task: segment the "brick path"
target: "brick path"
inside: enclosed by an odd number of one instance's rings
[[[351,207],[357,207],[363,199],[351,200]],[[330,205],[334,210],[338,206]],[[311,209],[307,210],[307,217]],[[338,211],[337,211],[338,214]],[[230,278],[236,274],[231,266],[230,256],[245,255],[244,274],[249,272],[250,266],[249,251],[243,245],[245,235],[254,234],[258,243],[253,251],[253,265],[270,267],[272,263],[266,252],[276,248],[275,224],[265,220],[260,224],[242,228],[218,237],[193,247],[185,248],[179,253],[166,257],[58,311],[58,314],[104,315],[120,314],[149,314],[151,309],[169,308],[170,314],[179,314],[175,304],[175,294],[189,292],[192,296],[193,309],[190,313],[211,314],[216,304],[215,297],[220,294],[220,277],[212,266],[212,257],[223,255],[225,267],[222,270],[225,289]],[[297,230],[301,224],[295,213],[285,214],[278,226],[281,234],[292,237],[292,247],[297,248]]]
+ + + +
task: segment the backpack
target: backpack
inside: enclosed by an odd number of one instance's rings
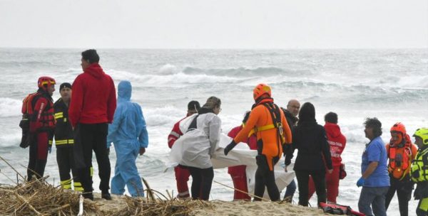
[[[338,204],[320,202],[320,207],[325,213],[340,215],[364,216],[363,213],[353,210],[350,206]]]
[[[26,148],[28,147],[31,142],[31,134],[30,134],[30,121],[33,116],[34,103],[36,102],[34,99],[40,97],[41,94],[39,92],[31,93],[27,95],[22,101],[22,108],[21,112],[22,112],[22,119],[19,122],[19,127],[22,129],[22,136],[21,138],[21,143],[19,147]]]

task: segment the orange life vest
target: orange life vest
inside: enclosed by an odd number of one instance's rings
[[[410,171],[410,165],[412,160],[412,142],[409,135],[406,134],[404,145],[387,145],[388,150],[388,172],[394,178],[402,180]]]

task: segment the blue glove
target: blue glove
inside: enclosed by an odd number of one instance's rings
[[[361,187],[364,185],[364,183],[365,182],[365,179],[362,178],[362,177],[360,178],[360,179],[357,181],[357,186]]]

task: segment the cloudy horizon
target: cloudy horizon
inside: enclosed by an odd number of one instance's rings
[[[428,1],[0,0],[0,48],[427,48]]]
+ + + +
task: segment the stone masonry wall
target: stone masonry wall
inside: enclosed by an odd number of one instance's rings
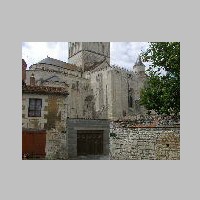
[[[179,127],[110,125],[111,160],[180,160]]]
+ + + +
Task prompt
Quote the records verbatim from the line containing "task: segment the stone masonry wall" through the line containing "[[[179,127],[110,125],[111,160],[180,160]]]", including both of those lines, and omit the pictures from your answer.

Task solution
task: segment the stone masonry wall
target: stone masonry wall
inside: enclosed by an odd number of one instance's rings
[[[179,127],[110,125],[111,160],[180,160]]]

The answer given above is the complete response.